** Opening Document passage block **

It has been a tough year for crashes in “congested” areas as the FAA likes to refer to cities. The latest involved a 1974 Cessna 421B that went down while attempting a return to Ft. Lauderdale Executive (KFXE) airport.
The 80 year old pilot, according to news reports, advised the tower that he was having difficulty. In some respect this accident is quite similar to the Navajo crash that happened in North Las Vegas last summer. Both involved multiengine aircraft that only had one person aboard that suffered an apparent engine failure shortly after takeoff. In both cases the aircraft crashed short of the runway with no ground injuries but a building, aircraft and pilot destroyed.
My usual caveat applies, since we know few details about the accident so anything here is speculative. The local newspaper made much of the fact that the aircraft had two engines and thus should have been able to continue flight. Generally, most twins will remain airborne if the pilot does everything correctly, they aren’t too heavily loaded and the density altitude is such that continued flight is an option.

** Closing Document passage block **
** Opening Source material block **

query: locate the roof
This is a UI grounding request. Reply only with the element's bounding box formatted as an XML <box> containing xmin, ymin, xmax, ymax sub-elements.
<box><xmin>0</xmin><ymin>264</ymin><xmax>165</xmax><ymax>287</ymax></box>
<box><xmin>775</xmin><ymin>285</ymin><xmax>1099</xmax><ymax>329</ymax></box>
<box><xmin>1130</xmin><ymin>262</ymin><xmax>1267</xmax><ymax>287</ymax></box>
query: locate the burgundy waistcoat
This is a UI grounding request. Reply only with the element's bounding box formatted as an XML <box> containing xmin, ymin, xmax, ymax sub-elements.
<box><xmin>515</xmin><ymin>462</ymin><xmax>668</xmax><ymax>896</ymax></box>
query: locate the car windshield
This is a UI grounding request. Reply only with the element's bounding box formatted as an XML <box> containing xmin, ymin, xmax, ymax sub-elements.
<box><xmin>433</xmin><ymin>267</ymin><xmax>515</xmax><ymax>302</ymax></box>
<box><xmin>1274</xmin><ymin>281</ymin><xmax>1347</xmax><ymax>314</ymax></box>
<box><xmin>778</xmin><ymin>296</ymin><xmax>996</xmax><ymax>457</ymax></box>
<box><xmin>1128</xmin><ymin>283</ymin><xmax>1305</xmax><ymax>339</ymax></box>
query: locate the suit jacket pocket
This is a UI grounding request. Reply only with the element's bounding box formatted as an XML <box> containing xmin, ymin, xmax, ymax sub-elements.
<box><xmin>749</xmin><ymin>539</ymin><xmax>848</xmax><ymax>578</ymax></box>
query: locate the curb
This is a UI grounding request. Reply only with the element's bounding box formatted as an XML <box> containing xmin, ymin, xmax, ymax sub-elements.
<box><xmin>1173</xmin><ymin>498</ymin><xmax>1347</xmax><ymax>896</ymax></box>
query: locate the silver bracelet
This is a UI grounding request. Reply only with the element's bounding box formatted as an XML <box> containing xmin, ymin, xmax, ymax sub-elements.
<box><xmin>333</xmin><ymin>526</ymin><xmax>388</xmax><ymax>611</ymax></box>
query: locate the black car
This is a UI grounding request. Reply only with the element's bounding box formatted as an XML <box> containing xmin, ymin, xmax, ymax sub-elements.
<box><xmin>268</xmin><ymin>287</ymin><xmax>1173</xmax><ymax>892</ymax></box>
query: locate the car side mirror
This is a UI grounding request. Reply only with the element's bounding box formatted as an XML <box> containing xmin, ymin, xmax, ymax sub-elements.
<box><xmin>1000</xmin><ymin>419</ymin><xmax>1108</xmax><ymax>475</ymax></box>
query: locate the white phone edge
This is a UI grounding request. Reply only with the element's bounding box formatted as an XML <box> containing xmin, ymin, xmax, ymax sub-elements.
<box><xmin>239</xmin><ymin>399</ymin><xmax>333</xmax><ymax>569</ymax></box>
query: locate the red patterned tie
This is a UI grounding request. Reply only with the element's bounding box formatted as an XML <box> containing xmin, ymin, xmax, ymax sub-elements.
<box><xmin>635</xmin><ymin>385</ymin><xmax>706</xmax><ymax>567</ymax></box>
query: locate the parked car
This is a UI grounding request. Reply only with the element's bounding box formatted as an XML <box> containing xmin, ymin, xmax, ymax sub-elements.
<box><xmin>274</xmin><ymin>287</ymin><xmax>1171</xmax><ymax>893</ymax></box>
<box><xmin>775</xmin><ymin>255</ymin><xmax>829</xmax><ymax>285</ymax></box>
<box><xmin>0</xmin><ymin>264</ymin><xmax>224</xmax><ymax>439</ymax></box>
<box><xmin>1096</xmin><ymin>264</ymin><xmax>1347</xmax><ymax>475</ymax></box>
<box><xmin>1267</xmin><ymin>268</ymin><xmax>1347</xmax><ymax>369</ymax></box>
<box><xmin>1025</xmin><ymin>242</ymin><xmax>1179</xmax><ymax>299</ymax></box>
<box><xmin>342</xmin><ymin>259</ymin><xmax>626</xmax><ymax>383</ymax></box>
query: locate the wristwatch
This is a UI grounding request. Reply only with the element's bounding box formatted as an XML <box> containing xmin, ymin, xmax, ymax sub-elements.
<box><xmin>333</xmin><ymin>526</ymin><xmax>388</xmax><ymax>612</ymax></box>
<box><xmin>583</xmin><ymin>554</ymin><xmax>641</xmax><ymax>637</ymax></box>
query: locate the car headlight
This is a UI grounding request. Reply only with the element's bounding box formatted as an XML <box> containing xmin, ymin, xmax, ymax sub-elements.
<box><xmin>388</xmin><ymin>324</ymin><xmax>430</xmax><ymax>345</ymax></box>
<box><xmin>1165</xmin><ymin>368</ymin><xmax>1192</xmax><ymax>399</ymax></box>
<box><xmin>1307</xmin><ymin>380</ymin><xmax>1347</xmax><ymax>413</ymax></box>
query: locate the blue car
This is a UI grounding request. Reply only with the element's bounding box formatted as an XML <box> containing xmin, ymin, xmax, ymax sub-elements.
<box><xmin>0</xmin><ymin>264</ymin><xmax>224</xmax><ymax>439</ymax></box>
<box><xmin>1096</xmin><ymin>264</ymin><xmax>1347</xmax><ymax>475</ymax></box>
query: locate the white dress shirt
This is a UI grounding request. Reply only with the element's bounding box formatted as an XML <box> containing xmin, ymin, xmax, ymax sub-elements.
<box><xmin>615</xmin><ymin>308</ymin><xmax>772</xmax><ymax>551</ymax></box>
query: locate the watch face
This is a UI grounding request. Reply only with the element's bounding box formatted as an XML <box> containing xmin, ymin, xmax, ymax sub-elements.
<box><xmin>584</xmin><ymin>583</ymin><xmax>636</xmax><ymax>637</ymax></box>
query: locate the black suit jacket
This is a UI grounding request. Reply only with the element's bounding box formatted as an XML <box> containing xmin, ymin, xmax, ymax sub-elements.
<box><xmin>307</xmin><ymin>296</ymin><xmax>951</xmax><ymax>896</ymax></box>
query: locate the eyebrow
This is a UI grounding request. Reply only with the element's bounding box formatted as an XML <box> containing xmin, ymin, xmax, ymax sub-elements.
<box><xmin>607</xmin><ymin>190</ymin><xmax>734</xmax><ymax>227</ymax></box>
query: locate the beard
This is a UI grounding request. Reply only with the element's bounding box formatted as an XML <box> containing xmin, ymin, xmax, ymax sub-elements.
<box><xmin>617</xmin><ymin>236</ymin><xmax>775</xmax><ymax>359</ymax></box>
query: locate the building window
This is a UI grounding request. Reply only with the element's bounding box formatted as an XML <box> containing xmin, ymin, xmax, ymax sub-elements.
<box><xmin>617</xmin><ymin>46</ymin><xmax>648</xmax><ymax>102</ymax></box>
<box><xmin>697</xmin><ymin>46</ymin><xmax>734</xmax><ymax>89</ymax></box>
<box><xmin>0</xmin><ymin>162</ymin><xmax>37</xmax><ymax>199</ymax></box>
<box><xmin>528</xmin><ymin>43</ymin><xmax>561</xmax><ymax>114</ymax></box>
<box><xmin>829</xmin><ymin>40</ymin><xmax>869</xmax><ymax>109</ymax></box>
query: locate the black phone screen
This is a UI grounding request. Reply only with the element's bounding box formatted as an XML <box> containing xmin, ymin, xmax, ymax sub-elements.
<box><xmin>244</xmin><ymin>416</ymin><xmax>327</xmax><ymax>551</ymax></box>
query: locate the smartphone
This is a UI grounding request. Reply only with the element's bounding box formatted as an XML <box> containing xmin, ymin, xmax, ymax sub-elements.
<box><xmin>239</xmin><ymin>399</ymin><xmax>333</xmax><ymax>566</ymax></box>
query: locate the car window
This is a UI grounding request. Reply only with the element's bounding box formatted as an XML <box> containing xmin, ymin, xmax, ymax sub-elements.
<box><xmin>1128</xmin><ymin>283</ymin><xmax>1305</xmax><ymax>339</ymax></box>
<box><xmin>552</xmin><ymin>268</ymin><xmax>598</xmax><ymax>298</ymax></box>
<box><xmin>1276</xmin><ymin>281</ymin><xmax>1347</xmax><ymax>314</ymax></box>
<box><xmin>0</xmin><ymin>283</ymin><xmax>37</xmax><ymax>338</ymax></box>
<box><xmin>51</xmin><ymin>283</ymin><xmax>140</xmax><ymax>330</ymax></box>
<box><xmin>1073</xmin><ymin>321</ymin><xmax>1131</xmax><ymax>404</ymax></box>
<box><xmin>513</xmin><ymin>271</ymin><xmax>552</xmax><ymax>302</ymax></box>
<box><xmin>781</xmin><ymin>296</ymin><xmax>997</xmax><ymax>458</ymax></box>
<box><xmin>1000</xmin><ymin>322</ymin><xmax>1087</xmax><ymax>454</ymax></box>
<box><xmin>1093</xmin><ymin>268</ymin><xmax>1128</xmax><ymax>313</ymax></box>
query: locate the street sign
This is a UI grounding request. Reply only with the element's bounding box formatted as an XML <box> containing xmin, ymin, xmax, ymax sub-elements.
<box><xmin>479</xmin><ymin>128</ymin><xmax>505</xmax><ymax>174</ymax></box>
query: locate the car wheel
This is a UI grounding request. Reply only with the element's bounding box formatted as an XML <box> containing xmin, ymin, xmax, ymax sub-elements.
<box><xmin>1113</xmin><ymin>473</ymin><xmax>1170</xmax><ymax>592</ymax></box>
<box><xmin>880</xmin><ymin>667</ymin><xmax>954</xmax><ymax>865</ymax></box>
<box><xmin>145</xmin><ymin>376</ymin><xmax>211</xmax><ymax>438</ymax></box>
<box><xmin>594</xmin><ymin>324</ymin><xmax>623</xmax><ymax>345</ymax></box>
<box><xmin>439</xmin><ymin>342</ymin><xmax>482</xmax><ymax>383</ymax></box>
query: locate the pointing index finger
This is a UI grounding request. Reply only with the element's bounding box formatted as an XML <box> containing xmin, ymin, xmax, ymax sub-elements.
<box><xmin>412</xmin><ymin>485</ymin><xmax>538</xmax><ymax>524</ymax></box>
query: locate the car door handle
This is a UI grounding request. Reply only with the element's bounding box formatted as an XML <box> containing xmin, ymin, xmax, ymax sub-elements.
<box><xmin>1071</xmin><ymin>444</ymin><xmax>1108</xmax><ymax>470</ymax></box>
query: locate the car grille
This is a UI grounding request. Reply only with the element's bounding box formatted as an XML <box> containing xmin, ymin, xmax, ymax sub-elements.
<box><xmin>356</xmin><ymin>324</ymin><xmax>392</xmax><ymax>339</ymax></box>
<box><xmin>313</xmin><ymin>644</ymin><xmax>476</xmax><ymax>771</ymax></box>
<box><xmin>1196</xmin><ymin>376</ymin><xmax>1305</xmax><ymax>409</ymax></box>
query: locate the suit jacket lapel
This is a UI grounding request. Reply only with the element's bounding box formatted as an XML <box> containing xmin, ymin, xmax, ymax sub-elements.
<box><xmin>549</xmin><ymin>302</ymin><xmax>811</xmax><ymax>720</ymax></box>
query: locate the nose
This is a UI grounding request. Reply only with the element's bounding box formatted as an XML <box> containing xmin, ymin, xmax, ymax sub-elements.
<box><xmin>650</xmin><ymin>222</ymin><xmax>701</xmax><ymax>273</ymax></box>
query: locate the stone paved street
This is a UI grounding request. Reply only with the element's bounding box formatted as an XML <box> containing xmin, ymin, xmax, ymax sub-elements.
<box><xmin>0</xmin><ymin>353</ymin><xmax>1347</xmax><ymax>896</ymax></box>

** Closing Source material block **

- **Exercise brief**:
Continue the passage about the Cessna 421B crash near Ft. Lauderdale Executive, starting right after its final sentence. The records have no connection to the passage about the Cessna 421B crash.

- **Task output**:
In this case, the Cessna was light and at sea level but if the pilot did not identify, verify and feather in the proper sequence and promptly, the outcome will be disappointing. I once ran a little experiment in the back of Flight Safety’s C421 simulator. We found that it took the average pilot, without the benefit of recurrent training, about 5 to 7 seconds to start corrective action in an engine-out emergency. After training that time was cut to about 3 seconds.
Twin or single, they have to be flown right. Some say the second engine just takes you to the crash site and that twins have two engines because they need both to stay airborne. You can engage in that debate without my help.
Of interest, is the pilot’s age and the fact that ASF is working with the University of North Dakota to measure how aging affects pilot performance. If you’re interested in volunteering let us know. Now that I’ve kicked over the hornet’s nest on twins and “mature” pilots, understand that good maintenance and genetics play a critical part on how old either pilot or aircraft really are.